- [Task item]:
The answer must be the full listing, reproduced without any change.

Segment Open

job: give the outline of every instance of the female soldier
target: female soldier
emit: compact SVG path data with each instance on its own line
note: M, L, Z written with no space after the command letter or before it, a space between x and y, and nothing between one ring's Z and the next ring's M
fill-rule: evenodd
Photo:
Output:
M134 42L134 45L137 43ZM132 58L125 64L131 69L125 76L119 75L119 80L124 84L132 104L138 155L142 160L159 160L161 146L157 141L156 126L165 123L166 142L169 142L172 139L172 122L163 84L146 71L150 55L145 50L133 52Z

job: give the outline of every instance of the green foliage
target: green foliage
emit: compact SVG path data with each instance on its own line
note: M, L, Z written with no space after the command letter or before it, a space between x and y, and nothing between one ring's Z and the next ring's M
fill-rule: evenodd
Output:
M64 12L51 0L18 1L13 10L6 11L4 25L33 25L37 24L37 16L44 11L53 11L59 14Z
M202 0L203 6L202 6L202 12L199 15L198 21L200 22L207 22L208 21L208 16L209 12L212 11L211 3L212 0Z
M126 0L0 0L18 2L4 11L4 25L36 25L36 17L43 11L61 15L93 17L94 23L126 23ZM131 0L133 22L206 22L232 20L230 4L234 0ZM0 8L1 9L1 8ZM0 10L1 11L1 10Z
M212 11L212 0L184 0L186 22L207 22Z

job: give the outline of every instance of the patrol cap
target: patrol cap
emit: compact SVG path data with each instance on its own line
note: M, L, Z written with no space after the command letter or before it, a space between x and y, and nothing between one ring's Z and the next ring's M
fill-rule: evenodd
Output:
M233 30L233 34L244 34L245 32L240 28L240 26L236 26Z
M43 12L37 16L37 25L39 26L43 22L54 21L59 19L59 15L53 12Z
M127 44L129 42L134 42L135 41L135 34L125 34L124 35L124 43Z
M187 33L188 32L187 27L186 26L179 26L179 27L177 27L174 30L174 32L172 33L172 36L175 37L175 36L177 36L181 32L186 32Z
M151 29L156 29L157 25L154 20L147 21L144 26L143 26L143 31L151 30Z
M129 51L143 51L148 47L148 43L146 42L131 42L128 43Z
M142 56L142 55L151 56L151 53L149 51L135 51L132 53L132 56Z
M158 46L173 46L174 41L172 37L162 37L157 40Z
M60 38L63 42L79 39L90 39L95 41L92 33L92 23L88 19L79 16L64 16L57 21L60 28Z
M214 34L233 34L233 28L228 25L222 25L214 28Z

Segment Closed

- [Answer for the task]:
job: give the outline of every instance of the female soldier
target: female soldier
emit: compact SVG path data with each instance on its own line
note: M, L, Z written with no space after the command letter or before it, a space between x and y, and nothing between one ring's Z and the next ring's M
fill-rule: evenodd
Photo:
Output:
M134 42L134 45L137 43ZM132 58L125 64L131 69L125 76L119 75L119 80L124 84L132 104L138 155L142 160L159 160L161 146L157 141L156 126L165 123L166 142L169 142L172 139L172 122L163 84L146 71L150 55L145 50L133 52Z

job: give the outline of every instance of the green foliage
target: green foliage
emit: compact SVG path data with each instance on its own line
note: M, L, Z written with no space after the command letter or before it, a space between x and y, and nothing between one ring's Z and the next ring's M
fill-rule: evenodd
Output:
M64 12L51 0L18 1L13 10L6 11L4 25L33 25L37 24L37 16L44 11L53 11L59 14Z
M202 0L203 6L202 6L202 12L199 15L198 21L200 22L207 22L208 21L208 16L209 12L212 11L211 3L212 0Z
M126 0L0 0L18 2L4 11L4 25L36 25L36 17L43 11L61 15L93 17L94 23L126 23ZM131 0L133 22L206 22L232 20L230 4L234 0ZM0 8L1 9L1 8ZM0 10L1 11L1 10Z
M212 11L212 0L184 0L186 22L207 22Z

job: give the outline of every instance of the patrol cap
target: patrol cap
emit: compact SVG path data with each instance on its own line
note: M, L, Z written with no space after the command letter or before it, a space between x and y, and nothing between one ring's Z and the next ring's M
fill-rule: evenodd
Output:
M233 30L233 34L244 34L245 32L240 28L240 26L236 26Z
M43 12L37 16L37 25L39 26L43 22L54 21L59 19L59 15L53 12Z
M127 44L129 42L134 42L135 41L135 34L125 34L124 35L124 43Z
M187 33L188 32L187 27L186 26L179 26L179 27L177 27L174 30L174 32L172 33L172 36L175 37L175 36L177 36L181 32L186 32Z
M151 29L156 29L157 25L154 20L147 21L144 26L143 26L143 31L151 30Z
M129 51L143 51L148 47L148 43L146 42L131 42L128 43Z
M142 56L142 55L151 56L151 53L149 51L135 51L132 53L132 56Z
M158 46L173 46L174 41L172 37L162 37L157 40Z
M60 38L63 42L79 39L90 39L95 41L92 33L92 23L88 19L79 16L64 16L57 21L60 28Z
M214 34L233 34L233 28L228 25L222 25L214 28Z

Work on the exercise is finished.